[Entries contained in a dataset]
= = =

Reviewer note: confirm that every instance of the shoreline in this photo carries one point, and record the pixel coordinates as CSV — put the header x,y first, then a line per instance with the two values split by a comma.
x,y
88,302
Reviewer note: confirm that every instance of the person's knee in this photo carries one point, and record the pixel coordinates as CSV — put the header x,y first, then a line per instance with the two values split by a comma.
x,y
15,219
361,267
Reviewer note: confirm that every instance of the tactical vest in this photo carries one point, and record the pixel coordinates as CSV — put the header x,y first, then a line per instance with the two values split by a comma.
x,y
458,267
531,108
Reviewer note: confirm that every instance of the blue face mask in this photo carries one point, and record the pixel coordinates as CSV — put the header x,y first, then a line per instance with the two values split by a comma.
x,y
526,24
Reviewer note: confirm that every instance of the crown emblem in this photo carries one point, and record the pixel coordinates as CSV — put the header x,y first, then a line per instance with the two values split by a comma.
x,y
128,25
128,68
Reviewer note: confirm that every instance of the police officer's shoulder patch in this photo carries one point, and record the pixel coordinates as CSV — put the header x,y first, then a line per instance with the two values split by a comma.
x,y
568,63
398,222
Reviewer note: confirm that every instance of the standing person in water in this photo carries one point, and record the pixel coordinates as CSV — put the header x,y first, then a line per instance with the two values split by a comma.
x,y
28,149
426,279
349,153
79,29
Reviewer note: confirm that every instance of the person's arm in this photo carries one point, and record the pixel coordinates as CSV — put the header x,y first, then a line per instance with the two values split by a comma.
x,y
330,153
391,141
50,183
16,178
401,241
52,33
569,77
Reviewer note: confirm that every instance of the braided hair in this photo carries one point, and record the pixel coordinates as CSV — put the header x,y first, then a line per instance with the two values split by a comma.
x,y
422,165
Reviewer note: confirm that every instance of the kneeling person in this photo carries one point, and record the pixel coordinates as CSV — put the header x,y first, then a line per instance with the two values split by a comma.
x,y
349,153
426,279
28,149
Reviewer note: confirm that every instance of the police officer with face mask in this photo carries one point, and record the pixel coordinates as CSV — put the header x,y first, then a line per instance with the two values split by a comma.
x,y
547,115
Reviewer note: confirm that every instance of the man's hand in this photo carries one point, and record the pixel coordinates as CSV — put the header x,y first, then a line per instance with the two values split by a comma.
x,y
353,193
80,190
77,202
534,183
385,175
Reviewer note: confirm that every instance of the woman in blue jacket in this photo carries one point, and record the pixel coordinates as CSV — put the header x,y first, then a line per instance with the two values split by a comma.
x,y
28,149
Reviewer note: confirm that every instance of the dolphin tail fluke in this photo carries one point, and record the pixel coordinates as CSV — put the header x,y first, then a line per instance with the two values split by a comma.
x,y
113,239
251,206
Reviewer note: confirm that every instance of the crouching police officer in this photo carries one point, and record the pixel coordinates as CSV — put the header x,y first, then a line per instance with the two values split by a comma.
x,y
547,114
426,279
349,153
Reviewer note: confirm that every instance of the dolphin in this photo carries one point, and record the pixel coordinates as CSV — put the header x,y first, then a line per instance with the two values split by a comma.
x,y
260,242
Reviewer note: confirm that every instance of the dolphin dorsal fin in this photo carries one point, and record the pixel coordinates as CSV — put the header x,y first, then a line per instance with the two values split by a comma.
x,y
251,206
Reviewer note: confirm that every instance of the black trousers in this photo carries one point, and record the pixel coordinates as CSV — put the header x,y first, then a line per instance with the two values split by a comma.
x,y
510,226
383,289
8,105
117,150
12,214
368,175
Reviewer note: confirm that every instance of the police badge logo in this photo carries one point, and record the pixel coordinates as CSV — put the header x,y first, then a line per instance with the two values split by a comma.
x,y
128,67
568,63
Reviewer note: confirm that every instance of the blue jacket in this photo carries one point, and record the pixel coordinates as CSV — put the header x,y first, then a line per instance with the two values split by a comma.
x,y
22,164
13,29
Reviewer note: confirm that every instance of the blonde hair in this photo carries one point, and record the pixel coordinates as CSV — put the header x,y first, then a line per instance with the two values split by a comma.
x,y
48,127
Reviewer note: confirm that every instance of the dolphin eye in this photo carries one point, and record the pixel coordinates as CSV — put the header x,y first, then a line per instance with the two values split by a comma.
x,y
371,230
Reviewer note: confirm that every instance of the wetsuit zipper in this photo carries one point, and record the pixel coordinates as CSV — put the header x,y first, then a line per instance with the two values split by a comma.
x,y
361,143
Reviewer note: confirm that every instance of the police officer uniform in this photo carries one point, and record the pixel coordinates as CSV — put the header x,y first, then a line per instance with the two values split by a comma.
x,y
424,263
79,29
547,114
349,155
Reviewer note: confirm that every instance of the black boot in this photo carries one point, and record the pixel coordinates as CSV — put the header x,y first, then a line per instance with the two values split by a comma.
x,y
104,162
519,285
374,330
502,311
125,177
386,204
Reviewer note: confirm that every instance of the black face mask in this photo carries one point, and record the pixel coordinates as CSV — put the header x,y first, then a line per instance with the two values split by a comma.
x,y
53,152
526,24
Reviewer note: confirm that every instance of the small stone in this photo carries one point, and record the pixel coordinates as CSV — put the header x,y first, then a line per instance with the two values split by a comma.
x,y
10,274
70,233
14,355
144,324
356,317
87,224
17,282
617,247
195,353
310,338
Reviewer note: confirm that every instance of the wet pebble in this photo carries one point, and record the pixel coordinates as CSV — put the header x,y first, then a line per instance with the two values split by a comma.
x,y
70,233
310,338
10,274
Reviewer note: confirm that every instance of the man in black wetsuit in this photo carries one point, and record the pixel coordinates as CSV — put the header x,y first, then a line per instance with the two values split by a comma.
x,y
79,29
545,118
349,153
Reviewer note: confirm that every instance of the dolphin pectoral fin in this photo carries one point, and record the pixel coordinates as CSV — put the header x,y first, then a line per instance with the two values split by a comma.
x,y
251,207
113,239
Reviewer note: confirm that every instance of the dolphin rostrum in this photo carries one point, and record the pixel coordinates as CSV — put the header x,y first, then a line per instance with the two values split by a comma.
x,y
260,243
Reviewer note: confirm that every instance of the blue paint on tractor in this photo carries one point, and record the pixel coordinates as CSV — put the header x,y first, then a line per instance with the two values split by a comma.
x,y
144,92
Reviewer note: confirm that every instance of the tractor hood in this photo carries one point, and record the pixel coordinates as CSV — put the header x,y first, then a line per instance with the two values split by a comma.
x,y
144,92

= = =

• Given task:
Copy all of the entries above without any alteration.

• Written response:
Reviewer note: confirm that every instance of the shoreline in this photo carries one point, and record the pixel coordinates as CSV — put the header x,y first, then a line per instance with the two values split by a comma.
x,y
88,302
Reviewer note: confirm that every instance of the person's knee in this photo carries one point, and record the pixel coordinates as CSV — put the header x,y first, then a line per instance with the two values split by a comma.
x,y
15,219
361,267
Reviewer note: confirm that every instance of the tactical vest in this photo carries one point, and record the pixel coordinates as CSV — put the header x,y first, then a line per instance with the two values split by a comma.
x,y
458,267
531,108
Reviewer note: confirm that every instance of the blue face mask in this photo carries one point, and record the pixel coordinates as CSV — put the header x,y first, then a line per instance with the two values split by a comma.
x,y
526,24
Reviewer note: confirm that every instance of the crown emblem in this photo carries one point, and record the pixel coordinates as CSV — put the header x,y first, then a line per instance with the two values split by a comma.
x,y
128,25
128,68
Reviewer note: confirm that every instance of the police officer's shoulder patch in this photo carries one point, and record the pixel coordinates as CSV — put the header x,y first, then a line per instance with the two values split by a comma.
x,y
568,63
398,222
Reviewer note: confirm that every instance of the standing person in water in this photo carries one point, and record the pixel coordinates as CSV — put the header x,y first, then a line per instance with the two values split by a comma.
x,y
28,149
426,279
349,153
79,29
Reviewer note: confirm that every instance of the person's arm in this photo carries one point, and record the pixel coordinates as CSV — put the header x,y first, then a line per instance with the two values split by a comma.
x,y
330,153
391,141
50,183
16,178
401,241
52,33
569,77
Reviewer note: confirm that every instance of the braided hair in this photo carries one point, and record the pixel coordinates as CSV — put the header x,y first, then a line per instance with the two values split by a comma.
x,y
422,165
Reviewer note: confirm that every instance of the kneeling person in this photo carries one point, and record the pixel coordinates as CSV — put the header x,y first, then a line per instance with the two values split by a comma.
x,y
349,153
426,279
28,149
Reviewer note: confirm that every instance of the police officer with face mask in this photo carries one point, and record the pixel coordinates as CSV — put the header x,y first, then a line per instance with the two values split by a comma.
x,y
547,115
Reviewer note: confirm that every instance of the man's hand in this photo carries one point, and record the pixel coordinates as CSV — put the header x,y first, then a line per instance with the two values split by a comma.
x,y
353,193
80,190
77,202
534,183
385,175
Reviewer note: confirm that every instance of the woman in blue jacket in this photo carries one point, and record the pixel coordinates as CSV — put the header x,y first, then a line per instance with the two values split by a comma.
x,y
28,149
Reviewer note: confirm that every instance of the dolphin tail fluke in this photo carries one point, and record the pixel coordinates as CSV — put the header x,y first, then a line per instance with the two values split by a comma.
x,y
113,239
251,206
Reviewer note: confirm that every instance of the crouching police officer in this photo carries one point, and record the pixel coordinates as CSV — put the header x,y first, then a line per instance with the two values split by a comma.
x,y
547,114
426,279
349,153
Reviewer note: confirm that every instance of the dolphin in this photo carries one point, and record the pixel coordinates as CSV — put the header x,y first, then a line per instance with the two values split by a comma.
x,y
260,242
Reviewer note: confirm that every instance of the dolphin dorsal fin in this photo carries one point, and record the pixel coordinates as CSV — put the header x,y first, then a line per instance with the two values split by a comma.
x,y
251,206
Reviewer note: confirm that every instance of the black trousers in this photo carries one point, and record the pixel coordinates as CSV — put the header x,y first, then a line per instance with the two values split by a comma.
x,y
510,226
383,289
8,105
117,150
12,214
368,175
Reviewer note: confirm that every instance of the police badge logo in this photo carries one point, and record the pixel coordinates as CSV — put the header x,y first, then a line per instance with the two values split by a comma.
x,y
128,67
568,63
Reviewer note: confirm that every instance of the blue jacket in this photo carries one point, and record the pixel coordinates as CSV — put the header x,y first, then a line per instance with the two values split by a comma.
x,y
22,164
13,29
Reviewer note: confirm that every instance of the blonde hair in this photo carries one point, and record the pixel coordinates as CSV — put the header x,y first, then a line per instance with the two values split by a comma.
x,y
48,127
Reviewer note: confirm that every instance of the dolphin eye in this photo carries one point, and record the pixel coordinates as CSV — put the header x,y first, then a line per instance with the two values split by a comma.
x,y
371,230
Reviewer note: confirm that every instance of the wetsuit zipper in this photo carries one point, and record the pixel coordinates as CSV — put the header x,y first, then a line per instance with the two values split by a comma.
x,y
361,143
Reviewer note: confirm that every instance of the police officer uniform in this photo carries one point, and record the pixel coordinates as CSV — put the header x,y first, then a line per instance with the two values split by a comma.
x,y
424,263
79,29
547,114
349,155
Reviewer note: confirm that every instance of the black boot in this photo carries one point, and record the pixel coordinates as CSV — put the header x,y first, then a line per instance with the two values split by a comma.
x,y
104,162
519,285
374,330
502,311
125,177
386,204
Reviewer note: confirm that every instance of the black face mask in this photo carries one point, and record the pixel coordinates as CSV — put the header x,y first, then a line per instance with the two values split by a comma.
x,y
53,152
526,24
Reviewer note: confirm that every instance of the small stone in this photo carries one point, and record the pixel coordinates as CSV — put the header x,y first, then a line per instance with the two values split by a comma.
x,y
10,274
70,233
14,355
144,324
356,317
87,224
17,282
617,247
195,353
310,338
Reviewer note: confirm that every instance of the wet pebble in this photo carries one point, and record the pixel coordinates as CSV — put the header x,y first, then a line per instance with the two values split by a comma.
x,y
70,233
310,338
10,274
Reviewer note: confirm that every instance of the man in black wetsuit in this photo carries one point, and record the pixel coordinates as CSV — put the header x,y first, then a line per instance with the two values split by a comma.
x,y
79,29
545,118
349,153
Reviewer note: confirm that every instance of the dolphin pectoral fin in this photo carries one point, and record the pixel coordinates as CSV — put the header x,y first, then a line per instance with the two values split by a comma.
x,y
251,207
113,239
Reviewer note: confirm that every instance of the dolphin rostrum in this photo carries one point, and record the pixel coordinates as CSV — put the header x,y first, then a line per instance with the two values split by a comma.
x,y
260,243
Reviewer note: confirm that every instance of the blue paint on tractor in this photo carries one point, and record the pixel coordinates as CSV — put the header x,y first, then a line per instance with the two values split by a comma.
x,y
144,92
Reviewer note: confirm that every instance of the tractor hood in this photo carries one point, and record the pixel coordinates as CSV — put the header x,y first, then a line per instance with the two values split by a comma.
x,y
144,92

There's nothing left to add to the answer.